▶ **Work to do**: Starting at the line that contains "Each instance of the green vegetation" and stopping after the line that contains "x=288, y=230", switch "shrub" to "bush" and give those entries back with nothing else changed.

▶ **Dataset records**:

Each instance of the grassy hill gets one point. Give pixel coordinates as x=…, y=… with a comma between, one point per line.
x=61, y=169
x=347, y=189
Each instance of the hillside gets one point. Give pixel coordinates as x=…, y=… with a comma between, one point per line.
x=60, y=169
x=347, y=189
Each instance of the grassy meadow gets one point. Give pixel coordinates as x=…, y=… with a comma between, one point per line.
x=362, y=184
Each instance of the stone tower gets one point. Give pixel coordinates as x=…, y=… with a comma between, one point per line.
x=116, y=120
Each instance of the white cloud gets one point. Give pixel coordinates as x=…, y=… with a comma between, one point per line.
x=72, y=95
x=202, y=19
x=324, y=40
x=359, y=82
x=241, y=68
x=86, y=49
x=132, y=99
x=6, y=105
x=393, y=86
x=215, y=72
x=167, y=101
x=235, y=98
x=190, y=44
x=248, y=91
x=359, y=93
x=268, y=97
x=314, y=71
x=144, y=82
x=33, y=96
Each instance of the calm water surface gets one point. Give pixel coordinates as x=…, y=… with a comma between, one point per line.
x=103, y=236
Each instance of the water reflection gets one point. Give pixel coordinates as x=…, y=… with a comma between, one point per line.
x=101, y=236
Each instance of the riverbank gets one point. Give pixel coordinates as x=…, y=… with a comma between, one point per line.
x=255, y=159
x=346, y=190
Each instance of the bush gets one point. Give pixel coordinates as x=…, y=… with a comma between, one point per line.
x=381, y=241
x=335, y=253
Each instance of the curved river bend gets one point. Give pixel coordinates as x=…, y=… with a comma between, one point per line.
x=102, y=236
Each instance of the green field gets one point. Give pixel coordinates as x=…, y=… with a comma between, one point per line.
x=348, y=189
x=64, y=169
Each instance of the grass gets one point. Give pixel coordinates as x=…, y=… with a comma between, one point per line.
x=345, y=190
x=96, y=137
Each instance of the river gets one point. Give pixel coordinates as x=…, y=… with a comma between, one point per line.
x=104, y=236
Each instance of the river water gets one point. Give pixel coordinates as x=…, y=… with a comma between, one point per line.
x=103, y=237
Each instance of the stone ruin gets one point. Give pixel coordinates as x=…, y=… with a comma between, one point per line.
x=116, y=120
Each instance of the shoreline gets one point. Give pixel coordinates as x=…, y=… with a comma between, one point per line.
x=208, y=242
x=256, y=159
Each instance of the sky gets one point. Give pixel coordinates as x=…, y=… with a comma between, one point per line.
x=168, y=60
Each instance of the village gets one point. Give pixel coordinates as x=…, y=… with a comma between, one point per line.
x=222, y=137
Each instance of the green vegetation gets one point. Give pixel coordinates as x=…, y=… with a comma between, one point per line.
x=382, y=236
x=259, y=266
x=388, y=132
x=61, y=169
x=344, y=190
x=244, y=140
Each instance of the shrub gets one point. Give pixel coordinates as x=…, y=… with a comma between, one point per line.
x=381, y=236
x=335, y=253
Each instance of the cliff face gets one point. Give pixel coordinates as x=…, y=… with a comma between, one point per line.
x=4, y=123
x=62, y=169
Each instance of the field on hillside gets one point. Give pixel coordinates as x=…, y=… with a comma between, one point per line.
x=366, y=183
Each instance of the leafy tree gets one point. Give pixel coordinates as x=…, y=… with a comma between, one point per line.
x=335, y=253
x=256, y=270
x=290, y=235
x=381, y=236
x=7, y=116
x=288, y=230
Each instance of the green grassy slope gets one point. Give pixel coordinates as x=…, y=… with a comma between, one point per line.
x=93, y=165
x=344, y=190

...

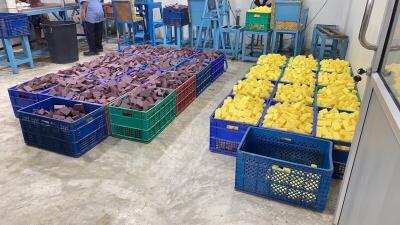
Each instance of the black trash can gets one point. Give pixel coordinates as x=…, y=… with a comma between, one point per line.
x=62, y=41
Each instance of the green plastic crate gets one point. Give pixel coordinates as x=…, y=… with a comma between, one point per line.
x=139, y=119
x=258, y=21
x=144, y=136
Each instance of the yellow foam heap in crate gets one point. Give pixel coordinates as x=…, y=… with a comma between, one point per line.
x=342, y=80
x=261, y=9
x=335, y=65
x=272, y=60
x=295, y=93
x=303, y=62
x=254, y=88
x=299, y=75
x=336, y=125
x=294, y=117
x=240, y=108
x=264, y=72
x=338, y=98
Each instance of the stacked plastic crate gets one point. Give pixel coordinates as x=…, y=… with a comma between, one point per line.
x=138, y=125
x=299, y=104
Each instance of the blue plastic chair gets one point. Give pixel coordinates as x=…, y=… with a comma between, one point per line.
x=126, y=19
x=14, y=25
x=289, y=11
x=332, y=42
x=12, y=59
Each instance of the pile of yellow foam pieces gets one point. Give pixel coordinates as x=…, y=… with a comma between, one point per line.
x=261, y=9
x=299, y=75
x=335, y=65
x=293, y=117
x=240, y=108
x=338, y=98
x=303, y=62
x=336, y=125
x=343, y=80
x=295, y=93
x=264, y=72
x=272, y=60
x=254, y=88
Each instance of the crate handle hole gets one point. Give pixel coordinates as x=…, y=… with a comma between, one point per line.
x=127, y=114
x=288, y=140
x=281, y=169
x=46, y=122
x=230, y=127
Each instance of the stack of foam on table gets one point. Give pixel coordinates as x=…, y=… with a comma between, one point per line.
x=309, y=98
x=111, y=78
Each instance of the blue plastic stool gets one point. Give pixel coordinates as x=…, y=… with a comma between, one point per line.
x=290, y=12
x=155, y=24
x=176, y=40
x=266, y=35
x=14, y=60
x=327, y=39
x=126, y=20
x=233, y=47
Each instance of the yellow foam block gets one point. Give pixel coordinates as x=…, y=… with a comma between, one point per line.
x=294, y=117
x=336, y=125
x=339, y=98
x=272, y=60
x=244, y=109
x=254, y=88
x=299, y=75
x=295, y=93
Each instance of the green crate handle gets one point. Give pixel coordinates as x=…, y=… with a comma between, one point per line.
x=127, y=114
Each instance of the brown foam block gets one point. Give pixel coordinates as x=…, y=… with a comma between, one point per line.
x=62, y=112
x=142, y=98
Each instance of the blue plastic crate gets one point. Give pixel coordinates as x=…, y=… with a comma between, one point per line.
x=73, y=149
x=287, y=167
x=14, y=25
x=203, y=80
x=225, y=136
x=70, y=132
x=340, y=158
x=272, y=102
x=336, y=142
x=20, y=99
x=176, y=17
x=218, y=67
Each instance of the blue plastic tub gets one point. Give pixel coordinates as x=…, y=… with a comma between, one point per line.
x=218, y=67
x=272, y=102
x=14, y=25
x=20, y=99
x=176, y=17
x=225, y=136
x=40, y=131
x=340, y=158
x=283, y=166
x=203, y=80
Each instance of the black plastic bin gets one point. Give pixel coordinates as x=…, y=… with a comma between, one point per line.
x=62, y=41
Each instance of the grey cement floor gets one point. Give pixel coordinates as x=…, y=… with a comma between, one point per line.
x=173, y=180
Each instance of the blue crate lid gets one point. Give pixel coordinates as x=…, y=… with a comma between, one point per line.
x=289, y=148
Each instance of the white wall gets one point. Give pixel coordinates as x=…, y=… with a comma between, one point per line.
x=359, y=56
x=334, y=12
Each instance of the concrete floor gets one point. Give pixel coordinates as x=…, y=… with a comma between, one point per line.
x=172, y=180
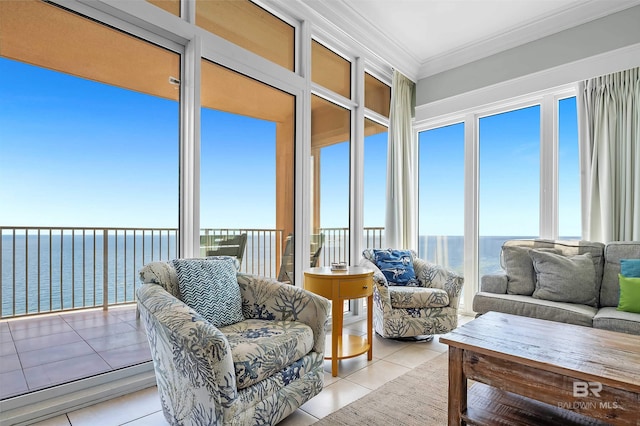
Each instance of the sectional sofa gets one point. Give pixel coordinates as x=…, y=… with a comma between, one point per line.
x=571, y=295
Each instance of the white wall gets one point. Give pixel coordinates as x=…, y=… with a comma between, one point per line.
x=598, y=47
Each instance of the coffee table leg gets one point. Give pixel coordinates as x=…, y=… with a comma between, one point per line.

▶ **Result**:
Each instance of the green vegetation gets one point. Give pixel coordinates as x=…, y=… with a comma between, one point per line.
x=382, y=236
x=259, y=266
x=388, y=132
x=61, y=169
x=344, y=190
x=244, y=140
Each instance of the bush gets one point. Give pixel coordinates as x=…, y=… with a comma between, one point per line.
x=381, y=236
x=335, y=253
Each instance of the cliff face gets one point. Give pixel coordinates as x=…, y=… with a comma between, one point per line.
x=4, y=123
x=62, y=169
Each instance of the field on hillside gets one point. Give pixel coordinates as x=…, y=… with a comma between, one point per line.
x=366, y=183
Each instance of the leafy tree gets one point. Give pixel coordinates as x=…, y=… with a comma between, one point per line.
x=335, y=253
x=256, y=270
x=290, y=235
x=381, y=236
x=7, y=116
x=288, y=230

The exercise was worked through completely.